▸ Aim
Format the data below as a JSON list of strings, one string per line, from its first line to the line with "pixel 21 29", both included. Leave out blank lines.

▸ Data extract
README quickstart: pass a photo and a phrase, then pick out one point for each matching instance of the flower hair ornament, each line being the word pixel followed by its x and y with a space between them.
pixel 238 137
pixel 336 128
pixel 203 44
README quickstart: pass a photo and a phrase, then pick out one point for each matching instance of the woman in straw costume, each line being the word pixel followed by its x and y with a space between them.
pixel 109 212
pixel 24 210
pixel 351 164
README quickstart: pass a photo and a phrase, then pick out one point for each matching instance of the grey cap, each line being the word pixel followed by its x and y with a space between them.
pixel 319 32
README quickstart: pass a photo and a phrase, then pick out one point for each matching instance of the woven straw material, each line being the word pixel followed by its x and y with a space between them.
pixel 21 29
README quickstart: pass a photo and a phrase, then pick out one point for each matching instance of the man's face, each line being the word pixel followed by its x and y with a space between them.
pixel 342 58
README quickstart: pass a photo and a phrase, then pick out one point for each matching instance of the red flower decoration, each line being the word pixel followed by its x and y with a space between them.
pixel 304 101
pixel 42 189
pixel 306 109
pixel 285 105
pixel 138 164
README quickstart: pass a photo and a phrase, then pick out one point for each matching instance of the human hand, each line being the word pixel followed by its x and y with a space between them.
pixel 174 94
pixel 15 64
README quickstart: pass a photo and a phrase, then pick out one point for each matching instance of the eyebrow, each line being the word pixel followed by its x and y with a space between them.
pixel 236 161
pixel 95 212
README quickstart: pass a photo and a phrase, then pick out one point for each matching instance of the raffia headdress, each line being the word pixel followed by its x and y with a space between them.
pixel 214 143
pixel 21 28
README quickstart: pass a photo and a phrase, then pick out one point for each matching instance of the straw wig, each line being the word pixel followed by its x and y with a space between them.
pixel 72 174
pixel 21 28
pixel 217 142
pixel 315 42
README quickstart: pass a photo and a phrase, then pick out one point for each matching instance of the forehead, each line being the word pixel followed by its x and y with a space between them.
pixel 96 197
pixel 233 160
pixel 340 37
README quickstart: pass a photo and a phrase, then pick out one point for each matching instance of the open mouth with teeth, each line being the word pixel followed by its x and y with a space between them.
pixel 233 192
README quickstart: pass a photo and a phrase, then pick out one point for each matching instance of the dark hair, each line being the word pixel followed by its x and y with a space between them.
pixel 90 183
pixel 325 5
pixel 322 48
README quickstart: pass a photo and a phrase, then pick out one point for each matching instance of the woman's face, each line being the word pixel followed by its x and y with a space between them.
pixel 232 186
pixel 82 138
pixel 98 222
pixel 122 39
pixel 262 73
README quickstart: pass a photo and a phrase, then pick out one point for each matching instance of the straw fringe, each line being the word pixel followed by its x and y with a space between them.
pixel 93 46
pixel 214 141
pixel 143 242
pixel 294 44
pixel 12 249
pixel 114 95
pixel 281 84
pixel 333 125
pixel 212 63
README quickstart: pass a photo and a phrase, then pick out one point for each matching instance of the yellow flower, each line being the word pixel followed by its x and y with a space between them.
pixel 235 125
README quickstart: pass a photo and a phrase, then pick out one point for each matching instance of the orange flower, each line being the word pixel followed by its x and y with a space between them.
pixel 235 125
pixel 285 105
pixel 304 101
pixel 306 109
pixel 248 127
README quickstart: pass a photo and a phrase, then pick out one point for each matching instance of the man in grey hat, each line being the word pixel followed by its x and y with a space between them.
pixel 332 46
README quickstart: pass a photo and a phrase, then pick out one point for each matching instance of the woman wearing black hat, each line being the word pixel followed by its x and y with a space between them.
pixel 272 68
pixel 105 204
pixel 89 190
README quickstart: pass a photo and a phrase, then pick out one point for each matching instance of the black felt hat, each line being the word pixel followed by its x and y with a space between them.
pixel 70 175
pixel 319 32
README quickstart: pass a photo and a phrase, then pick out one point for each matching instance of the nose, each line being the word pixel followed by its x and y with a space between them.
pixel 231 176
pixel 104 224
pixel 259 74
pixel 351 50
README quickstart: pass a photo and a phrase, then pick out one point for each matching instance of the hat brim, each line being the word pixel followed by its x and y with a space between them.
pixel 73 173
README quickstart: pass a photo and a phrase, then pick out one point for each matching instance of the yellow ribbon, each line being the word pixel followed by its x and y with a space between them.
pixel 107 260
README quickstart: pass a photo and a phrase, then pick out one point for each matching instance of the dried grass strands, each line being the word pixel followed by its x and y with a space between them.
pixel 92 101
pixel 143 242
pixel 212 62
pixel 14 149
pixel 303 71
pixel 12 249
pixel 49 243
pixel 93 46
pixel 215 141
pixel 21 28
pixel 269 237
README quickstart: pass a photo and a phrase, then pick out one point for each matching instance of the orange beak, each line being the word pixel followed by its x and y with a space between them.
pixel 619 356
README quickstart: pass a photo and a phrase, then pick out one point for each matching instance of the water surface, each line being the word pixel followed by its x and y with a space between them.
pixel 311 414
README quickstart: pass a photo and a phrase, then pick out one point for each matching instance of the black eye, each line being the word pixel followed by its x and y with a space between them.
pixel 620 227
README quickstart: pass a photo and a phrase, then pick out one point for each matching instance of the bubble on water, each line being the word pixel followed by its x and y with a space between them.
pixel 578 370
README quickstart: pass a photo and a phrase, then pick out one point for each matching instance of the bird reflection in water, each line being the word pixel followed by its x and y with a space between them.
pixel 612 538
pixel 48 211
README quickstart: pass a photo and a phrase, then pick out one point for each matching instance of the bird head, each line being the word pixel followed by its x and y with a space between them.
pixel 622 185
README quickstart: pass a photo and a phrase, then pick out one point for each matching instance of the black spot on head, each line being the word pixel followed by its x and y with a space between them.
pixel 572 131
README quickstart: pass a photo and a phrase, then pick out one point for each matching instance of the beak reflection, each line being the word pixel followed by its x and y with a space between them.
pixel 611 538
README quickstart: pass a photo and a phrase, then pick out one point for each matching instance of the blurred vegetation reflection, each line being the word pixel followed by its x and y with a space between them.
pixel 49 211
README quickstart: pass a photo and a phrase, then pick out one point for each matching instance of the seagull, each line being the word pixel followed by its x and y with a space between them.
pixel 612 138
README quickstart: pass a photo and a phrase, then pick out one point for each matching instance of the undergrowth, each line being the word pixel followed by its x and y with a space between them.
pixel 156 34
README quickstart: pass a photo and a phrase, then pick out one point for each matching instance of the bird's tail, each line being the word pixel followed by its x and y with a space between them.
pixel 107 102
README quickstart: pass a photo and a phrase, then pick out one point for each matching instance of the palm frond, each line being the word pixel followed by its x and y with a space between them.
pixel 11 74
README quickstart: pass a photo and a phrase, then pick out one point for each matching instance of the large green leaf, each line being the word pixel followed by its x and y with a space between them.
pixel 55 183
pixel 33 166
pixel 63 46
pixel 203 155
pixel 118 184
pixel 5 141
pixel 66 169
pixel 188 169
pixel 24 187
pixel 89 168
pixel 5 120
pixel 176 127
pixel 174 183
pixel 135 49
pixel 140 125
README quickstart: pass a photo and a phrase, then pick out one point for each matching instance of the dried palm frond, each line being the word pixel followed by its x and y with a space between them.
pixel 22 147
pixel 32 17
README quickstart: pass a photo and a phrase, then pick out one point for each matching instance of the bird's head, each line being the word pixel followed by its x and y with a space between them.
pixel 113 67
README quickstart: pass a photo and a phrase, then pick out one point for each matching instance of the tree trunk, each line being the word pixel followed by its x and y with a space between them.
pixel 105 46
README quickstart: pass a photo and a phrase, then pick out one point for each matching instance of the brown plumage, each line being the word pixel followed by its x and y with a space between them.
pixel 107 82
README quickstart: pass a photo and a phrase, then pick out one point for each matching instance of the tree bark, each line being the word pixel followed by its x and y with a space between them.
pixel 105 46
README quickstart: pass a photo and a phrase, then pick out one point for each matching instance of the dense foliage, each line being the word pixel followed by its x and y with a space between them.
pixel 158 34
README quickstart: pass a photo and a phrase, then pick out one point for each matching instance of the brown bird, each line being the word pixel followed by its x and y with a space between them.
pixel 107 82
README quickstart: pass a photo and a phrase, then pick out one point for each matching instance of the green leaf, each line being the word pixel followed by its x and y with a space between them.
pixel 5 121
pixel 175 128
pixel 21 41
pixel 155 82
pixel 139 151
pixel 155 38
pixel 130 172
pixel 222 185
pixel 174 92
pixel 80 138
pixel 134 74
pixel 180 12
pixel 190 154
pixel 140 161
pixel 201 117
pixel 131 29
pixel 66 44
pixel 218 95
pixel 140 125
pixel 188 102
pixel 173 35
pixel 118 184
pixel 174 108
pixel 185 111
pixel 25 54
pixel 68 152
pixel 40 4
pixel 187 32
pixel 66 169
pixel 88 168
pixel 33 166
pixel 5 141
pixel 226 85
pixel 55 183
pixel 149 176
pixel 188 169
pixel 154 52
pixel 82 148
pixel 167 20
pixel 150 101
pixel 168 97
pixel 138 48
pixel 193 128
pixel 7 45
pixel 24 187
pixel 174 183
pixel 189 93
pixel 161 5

▸ Task response
[
  "README quickstart: pass a photo and a phrase, then pick out one point for each matching instance of the flower hair ornament, each line being the word pixel followed by its x and y with a space between them.",
  "pixel 238 137",
  "pixel 336 128",
  "pixel 203 44",
  "README quickstart: pass a photo and a phrase, then pick out one point for each matching instance of the woman in straw costume, each line being the word pixel followed by its x and y with a space between them.",
  "pixel 109 212",
  "pixel 24 210",
  "pixel 351 164",
  "README quickstart: pass a photo and a phrase, then pick out one point for each matching instance of the grey cap, each line being the word pixel followed by its x and y with a space between them.",
  "pixel 319 32",
  "README quickstart: pass a photo and a phrase, then pick out one point for each matching instance of the woven straw material, each line being the word pixel followed by its x and y with a space between them.",
  "pixel 21 29"
]